● SET PROBLEM:
Only the lines from the one containing "target | black blazer" through the end of the material are to be echoed, each exactly as it appears.

● PROVIDED MATERIAL:
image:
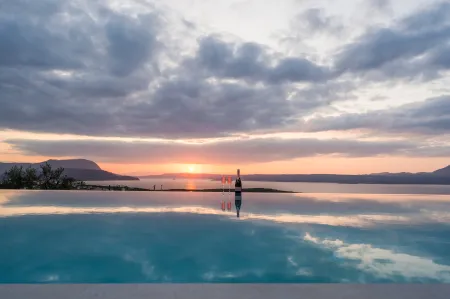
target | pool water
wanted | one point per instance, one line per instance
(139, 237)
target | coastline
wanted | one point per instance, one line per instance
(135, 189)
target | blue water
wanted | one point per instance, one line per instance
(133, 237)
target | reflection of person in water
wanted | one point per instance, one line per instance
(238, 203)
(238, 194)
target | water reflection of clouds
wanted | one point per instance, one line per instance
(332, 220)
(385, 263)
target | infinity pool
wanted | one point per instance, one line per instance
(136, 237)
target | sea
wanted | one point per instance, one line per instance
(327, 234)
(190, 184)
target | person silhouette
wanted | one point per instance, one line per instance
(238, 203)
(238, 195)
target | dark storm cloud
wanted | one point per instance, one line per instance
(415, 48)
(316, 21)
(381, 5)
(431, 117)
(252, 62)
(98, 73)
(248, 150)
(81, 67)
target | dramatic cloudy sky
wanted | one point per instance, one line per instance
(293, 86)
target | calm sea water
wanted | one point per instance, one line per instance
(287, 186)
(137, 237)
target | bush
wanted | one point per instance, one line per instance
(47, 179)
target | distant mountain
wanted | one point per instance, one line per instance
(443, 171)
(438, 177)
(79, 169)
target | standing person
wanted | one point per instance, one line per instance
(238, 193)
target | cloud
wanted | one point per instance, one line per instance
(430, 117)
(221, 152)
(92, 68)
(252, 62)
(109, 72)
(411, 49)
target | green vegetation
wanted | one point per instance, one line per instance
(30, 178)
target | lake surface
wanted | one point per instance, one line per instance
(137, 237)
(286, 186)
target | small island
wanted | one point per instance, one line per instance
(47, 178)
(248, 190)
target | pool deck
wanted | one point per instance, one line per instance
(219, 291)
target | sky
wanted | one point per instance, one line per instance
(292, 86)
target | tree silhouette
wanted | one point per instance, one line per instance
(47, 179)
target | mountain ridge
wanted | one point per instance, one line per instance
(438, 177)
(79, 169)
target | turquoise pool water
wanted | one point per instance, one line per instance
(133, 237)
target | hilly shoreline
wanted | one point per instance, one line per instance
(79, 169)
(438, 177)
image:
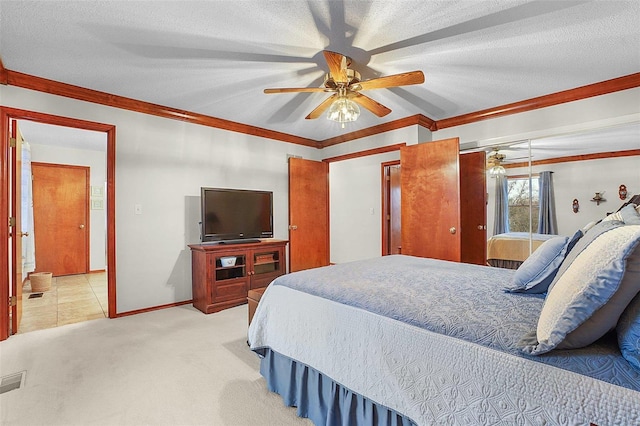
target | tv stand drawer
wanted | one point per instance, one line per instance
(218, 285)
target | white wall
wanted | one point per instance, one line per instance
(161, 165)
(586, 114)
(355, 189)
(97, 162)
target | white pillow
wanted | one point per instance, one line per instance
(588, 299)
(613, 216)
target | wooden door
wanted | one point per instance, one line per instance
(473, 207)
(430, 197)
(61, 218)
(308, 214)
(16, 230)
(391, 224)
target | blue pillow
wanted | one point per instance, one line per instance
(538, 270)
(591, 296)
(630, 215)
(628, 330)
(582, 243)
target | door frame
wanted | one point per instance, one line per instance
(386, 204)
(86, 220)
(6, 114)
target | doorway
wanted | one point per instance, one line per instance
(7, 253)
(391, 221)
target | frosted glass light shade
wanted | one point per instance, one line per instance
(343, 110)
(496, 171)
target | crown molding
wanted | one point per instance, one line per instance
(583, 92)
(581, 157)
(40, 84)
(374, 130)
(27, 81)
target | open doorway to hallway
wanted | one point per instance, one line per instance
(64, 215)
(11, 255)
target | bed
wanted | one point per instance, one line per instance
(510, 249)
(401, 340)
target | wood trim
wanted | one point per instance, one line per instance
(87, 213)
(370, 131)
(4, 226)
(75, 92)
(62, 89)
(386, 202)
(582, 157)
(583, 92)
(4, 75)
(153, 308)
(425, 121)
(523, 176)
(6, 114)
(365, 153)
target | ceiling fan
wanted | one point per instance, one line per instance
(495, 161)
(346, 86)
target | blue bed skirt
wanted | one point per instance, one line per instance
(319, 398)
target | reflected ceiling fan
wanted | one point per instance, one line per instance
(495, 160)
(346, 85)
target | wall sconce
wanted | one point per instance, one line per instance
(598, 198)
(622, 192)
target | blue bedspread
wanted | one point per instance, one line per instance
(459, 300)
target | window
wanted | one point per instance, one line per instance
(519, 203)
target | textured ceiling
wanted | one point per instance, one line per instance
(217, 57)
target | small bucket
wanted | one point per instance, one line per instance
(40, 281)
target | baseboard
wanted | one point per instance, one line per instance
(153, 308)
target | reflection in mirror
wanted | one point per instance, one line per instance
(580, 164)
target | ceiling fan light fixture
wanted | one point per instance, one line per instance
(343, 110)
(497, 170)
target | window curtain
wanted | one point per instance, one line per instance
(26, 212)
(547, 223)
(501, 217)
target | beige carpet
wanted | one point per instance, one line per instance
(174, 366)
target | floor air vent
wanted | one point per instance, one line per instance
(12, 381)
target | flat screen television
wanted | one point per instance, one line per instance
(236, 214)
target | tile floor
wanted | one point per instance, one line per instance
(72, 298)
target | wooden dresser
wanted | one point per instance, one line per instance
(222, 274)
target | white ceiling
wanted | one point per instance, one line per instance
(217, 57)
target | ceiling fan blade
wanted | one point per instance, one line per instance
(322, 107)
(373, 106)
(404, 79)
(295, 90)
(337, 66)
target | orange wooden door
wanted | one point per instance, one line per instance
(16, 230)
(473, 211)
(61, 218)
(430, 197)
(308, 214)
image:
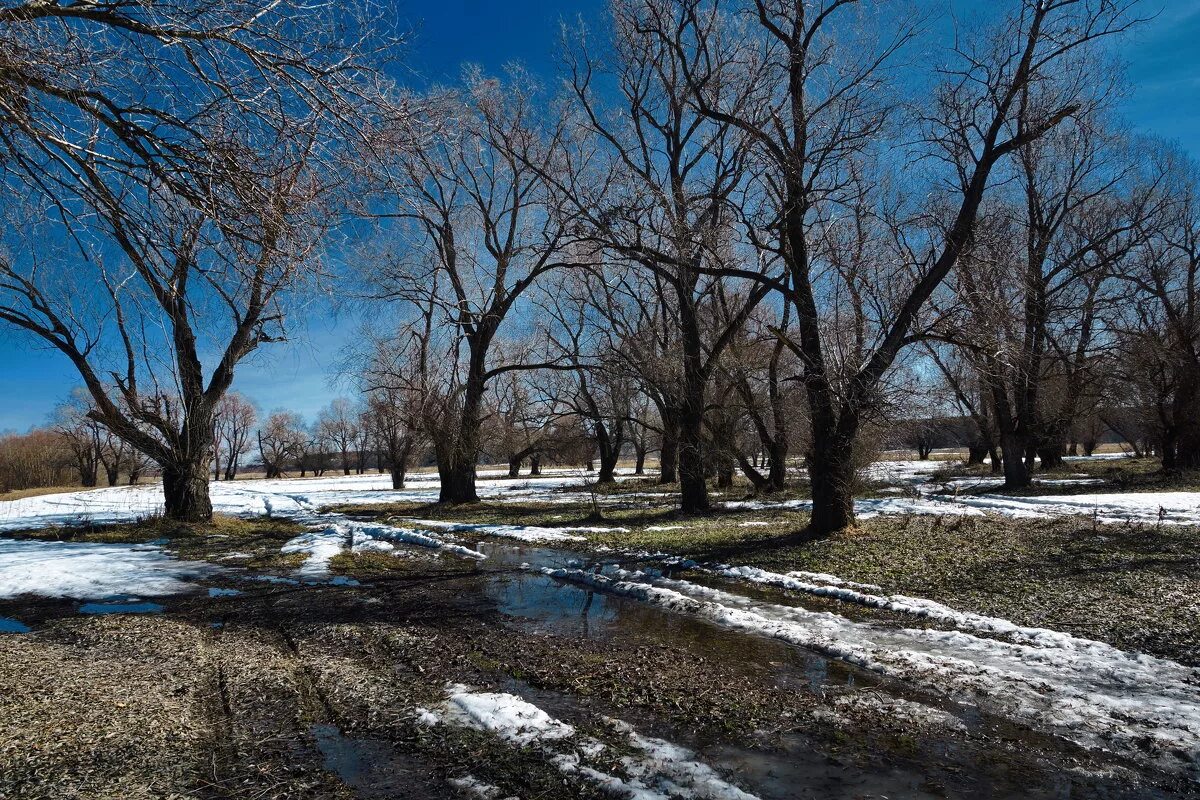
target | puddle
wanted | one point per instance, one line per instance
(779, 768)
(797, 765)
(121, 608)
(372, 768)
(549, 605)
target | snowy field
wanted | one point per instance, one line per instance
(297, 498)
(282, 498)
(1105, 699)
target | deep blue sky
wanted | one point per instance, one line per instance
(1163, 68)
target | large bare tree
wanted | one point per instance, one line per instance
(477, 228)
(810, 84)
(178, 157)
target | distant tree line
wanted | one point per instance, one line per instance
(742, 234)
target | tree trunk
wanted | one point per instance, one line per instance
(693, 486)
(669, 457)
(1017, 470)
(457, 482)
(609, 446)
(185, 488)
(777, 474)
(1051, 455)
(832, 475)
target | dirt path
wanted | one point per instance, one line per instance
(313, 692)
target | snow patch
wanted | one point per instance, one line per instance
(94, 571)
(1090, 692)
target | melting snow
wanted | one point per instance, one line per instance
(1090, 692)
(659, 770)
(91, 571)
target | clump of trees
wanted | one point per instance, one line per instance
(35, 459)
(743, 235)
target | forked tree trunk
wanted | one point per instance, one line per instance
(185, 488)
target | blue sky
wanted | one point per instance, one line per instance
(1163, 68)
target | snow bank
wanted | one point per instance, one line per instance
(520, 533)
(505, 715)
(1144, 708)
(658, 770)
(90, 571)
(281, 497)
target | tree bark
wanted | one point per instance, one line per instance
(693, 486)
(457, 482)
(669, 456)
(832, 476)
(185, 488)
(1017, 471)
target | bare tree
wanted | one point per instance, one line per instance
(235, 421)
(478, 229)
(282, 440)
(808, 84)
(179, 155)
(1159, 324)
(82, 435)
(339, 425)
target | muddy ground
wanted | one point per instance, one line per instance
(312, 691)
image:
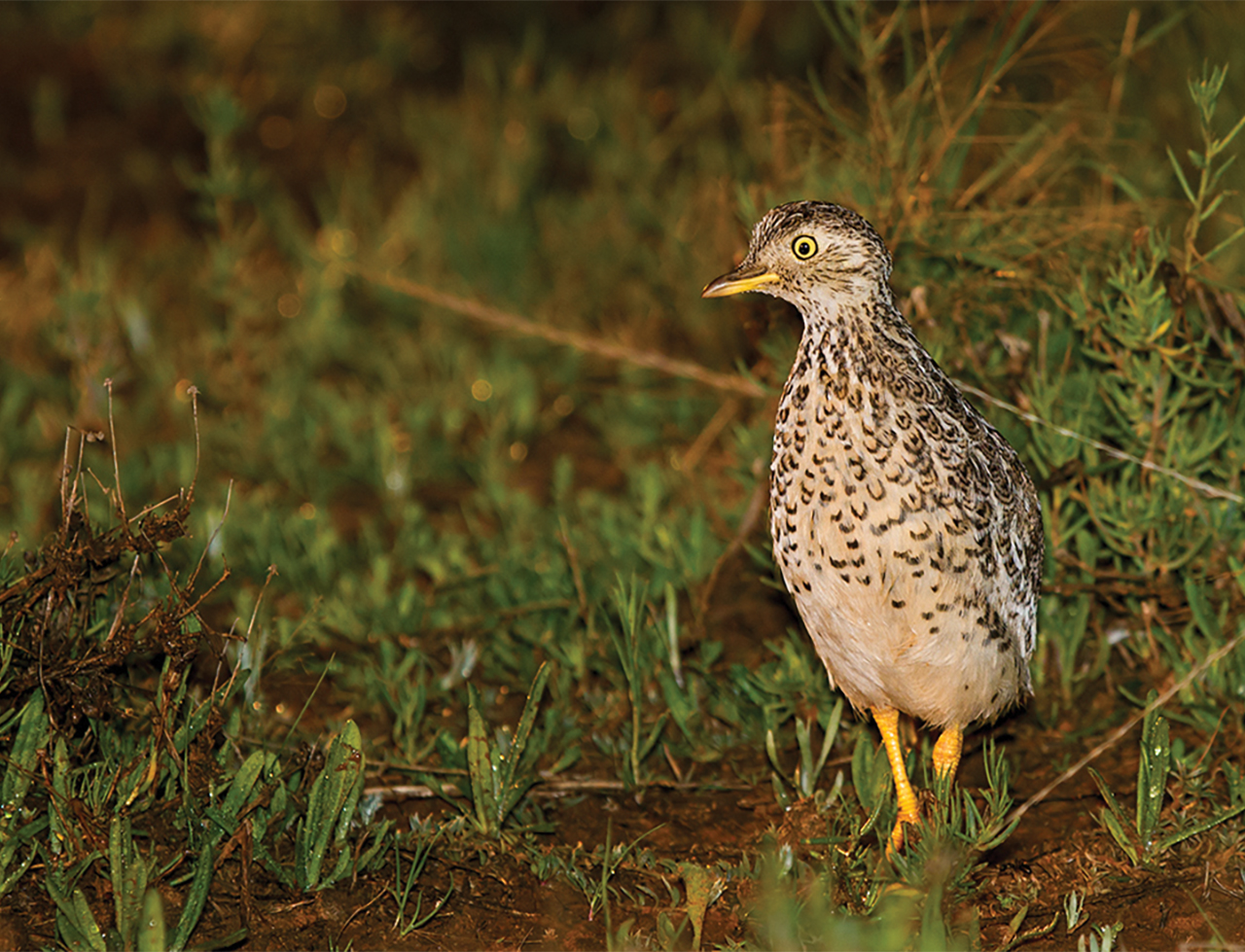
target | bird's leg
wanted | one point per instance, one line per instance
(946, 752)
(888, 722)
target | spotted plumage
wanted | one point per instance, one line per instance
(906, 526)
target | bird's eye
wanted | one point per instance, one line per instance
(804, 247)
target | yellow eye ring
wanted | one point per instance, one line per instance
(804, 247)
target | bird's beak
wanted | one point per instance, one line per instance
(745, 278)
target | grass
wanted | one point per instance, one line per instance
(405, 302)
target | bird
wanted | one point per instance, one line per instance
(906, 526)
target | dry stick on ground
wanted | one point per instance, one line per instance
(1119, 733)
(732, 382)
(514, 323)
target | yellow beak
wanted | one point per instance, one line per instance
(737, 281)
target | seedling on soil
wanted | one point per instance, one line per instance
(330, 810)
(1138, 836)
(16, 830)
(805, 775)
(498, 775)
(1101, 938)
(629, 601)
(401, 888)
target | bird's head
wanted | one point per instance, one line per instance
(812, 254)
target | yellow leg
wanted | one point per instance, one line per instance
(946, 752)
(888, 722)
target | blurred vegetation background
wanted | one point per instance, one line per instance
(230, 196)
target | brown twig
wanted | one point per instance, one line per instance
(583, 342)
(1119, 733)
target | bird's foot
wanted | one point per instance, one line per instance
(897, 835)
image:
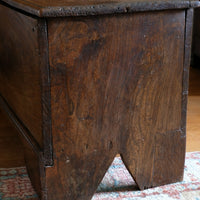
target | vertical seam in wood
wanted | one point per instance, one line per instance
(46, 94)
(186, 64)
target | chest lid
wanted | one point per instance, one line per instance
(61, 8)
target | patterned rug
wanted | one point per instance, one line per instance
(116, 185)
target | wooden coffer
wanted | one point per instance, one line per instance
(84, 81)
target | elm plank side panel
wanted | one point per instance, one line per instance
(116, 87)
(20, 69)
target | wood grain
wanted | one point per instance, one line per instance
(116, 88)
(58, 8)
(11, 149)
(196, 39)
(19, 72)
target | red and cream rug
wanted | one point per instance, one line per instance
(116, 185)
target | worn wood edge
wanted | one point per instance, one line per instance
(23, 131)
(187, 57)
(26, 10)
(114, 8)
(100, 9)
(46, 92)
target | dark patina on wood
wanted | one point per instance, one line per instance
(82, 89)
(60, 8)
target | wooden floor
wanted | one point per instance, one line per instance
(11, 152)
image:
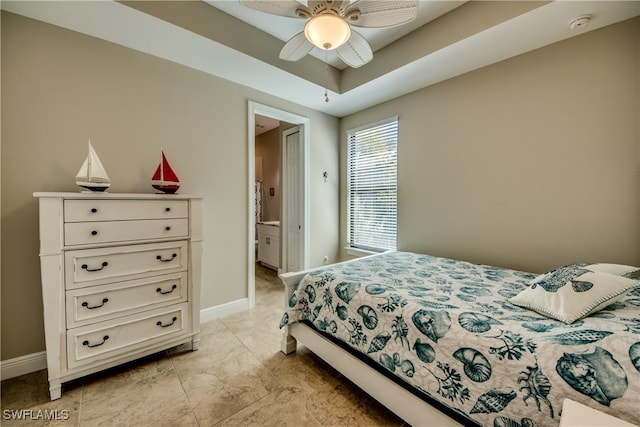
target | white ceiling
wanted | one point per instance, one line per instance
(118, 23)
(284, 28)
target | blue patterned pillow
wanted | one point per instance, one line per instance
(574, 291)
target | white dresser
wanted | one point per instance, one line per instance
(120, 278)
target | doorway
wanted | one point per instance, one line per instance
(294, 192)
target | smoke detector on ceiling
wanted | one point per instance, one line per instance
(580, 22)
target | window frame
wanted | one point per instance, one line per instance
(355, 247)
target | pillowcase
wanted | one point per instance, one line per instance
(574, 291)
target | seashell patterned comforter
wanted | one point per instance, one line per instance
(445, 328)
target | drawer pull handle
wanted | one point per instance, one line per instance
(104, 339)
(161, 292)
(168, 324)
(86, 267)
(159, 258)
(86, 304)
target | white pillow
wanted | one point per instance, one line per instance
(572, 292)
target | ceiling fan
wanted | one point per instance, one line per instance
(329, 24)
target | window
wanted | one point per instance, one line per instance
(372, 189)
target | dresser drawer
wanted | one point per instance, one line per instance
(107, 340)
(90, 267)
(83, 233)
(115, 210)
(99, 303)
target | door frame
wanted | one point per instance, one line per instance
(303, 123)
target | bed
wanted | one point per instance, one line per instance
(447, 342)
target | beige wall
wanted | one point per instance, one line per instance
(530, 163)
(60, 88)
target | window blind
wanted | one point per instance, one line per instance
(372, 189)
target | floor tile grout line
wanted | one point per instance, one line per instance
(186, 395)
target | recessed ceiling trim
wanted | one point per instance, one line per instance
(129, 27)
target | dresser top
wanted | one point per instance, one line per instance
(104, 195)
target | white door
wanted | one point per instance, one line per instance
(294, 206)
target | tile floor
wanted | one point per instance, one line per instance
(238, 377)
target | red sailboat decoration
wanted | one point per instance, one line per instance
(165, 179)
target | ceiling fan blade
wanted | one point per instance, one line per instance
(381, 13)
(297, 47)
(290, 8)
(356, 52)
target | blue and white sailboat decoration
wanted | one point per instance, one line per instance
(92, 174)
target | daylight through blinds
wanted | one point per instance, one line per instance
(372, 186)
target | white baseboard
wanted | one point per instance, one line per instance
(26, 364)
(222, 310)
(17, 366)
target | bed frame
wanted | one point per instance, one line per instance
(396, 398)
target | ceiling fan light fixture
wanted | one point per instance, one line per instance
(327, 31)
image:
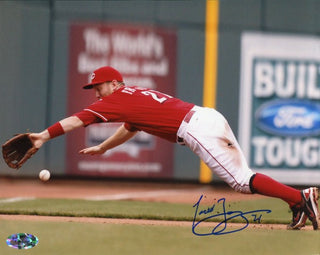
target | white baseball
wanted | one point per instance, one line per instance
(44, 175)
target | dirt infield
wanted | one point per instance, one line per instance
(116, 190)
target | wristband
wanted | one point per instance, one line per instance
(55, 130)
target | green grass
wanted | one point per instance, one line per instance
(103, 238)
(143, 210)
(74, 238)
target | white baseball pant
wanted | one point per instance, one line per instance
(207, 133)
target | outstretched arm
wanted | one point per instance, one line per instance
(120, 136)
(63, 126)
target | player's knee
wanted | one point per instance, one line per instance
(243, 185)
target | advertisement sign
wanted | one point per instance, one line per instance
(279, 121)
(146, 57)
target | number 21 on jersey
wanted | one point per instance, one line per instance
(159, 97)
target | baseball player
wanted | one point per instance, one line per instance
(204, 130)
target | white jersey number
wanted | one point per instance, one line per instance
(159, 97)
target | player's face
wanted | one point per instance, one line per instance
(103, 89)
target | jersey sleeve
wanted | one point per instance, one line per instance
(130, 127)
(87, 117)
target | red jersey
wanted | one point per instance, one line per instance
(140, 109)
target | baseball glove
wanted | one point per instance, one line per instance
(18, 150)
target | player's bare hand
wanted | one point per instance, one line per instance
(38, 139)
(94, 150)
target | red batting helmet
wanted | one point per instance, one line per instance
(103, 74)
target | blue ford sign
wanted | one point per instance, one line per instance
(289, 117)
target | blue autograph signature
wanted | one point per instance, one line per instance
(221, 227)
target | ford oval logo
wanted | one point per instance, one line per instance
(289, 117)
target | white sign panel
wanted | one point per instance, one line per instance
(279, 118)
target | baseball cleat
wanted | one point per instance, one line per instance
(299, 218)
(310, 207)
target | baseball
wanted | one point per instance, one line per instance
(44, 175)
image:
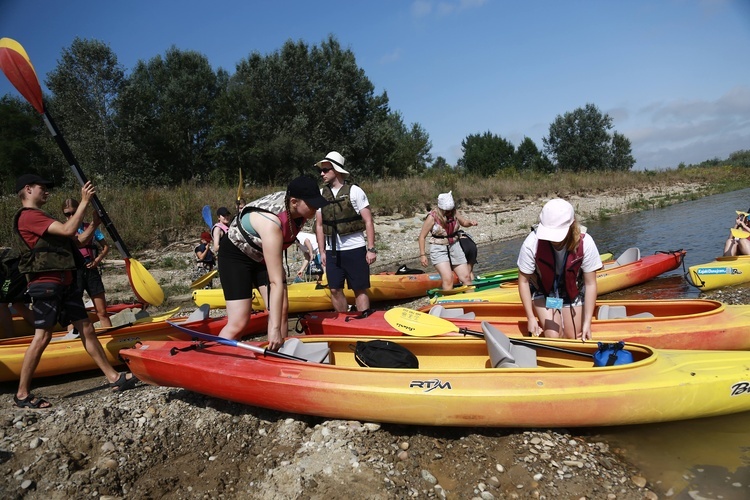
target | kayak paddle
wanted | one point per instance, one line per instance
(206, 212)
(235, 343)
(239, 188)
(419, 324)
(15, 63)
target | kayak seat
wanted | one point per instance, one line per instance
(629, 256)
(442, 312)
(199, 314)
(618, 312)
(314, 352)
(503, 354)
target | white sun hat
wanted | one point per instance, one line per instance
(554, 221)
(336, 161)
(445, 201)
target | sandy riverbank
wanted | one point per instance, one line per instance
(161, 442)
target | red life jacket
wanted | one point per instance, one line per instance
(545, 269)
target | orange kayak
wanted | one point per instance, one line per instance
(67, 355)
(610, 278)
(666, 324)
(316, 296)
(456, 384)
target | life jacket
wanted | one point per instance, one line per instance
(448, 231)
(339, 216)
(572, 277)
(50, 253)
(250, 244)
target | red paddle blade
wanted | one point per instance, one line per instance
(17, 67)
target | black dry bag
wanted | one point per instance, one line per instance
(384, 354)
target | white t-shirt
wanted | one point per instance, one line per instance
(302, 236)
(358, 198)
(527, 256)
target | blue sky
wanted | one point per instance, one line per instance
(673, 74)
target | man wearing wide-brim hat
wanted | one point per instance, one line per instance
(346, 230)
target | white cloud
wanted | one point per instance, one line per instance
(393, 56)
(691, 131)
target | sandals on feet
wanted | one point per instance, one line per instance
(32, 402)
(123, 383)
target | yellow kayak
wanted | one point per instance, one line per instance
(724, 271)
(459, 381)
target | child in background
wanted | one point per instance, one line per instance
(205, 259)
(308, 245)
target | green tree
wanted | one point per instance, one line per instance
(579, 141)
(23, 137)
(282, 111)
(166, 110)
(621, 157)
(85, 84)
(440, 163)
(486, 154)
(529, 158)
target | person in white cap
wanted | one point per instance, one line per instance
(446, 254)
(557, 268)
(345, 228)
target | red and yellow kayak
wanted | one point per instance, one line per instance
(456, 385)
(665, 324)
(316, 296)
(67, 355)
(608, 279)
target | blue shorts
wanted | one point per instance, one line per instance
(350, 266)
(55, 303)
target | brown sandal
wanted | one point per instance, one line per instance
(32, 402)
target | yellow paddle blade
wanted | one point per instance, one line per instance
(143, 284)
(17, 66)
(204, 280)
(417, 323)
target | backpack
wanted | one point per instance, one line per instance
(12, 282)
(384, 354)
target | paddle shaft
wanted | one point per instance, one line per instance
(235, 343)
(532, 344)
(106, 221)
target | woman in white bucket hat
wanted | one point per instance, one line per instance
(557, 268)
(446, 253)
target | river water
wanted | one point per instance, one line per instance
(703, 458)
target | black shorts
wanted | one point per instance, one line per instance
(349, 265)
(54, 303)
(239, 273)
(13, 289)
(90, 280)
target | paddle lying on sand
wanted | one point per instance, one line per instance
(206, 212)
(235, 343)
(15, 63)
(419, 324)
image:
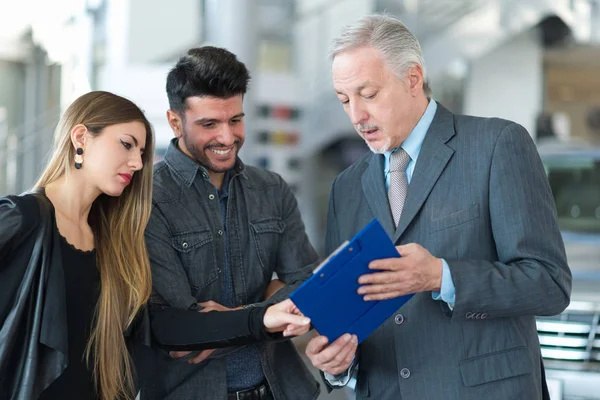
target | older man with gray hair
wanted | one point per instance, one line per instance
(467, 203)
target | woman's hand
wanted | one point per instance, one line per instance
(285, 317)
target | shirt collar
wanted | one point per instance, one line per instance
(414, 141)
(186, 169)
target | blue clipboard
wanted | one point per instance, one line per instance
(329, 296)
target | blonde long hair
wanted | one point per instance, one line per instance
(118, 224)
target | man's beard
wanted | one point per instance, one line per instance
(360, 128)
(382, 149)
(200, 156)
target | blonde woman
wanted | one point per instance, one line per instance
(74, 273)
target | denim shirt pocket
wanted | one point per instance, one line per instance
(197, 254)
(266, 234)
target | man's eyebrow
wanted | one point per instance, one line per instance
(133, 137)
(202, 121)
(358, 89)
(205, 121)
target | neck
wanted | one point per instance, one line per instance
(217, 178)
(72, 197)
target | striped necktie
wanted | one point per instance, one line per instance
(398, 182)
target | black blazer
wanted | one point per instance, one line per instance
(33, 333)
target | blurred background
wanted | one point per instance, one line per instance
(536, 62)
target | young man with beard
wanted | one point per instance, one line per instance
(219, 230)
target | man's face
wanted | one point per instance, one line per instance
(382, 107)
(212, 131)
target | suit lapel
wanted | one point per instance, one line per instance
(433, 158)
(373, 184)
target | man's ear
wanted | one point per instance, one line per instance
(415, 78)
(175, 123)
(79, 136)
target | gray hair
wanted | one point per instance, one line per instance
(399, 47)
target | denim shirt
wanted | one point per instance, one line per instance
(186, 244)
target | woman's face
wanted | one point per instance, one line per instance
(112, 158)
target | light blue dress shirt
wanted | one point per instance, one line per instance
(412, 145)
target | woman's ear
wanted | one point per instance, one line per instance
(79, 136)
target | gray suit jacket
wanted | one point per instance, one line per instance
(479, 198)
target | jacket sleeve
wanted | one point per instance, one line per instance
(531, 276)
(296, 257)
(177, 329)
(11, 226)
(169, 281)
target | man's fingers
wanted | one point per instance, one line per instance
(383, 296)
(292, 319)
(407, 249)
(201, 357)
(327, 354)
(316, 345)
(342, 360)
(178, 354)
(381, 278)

● SOLUTION TO THE EXERCISE:
target | black blazer
wanted | one point per instance, one line per instance
(33, 333)
target | blurred background
wanted | one point per instance, one line per instance
(536, 62)
target | young man with beard
wanted | one point per instance, one line per instance
(219, 230)
target | man's face
wanted | one point per instance, one line per instance
(382, 107)
(212, 131)
target | suit lapel
wanted | one point per instance, one line per instance
(433, 158)
(373, 184)
target | man's ear
wanted | one point per instance, one line per instance
(415, 78)
(175, 123)
(79, 136)
target | gray hair
wanted | one point per instance, one line per instance
(399, 47)
target | denim shirt
wanted | one point per instance, one line per instance
(186, 244)
target | woman's face
wanted | one point per instance, one line per instance
(112, 158)
target | light blue dress shirt
wanted | one point per instance, one line per instance
(412, 145)
target | woman's ear
wanted | one point per instance, one line per instance
(79, 136)
target | gray suit jacket
wanted | one point per instance, one line per instance
(479, 198)
target | jacket sleeve
wanted | one point per instance, one line per instance
(531, 276)
(296, 257)
(177, 329)
(11, 226)
(169, 281)
target | man's fingers
wanted | one point per instance, one line per instance
(383, 296)
(292, 319)
(407, 249)
(201, 357)
(327, 354)
(316, 345)
(342, 360)
(178, 354)
(381, 278)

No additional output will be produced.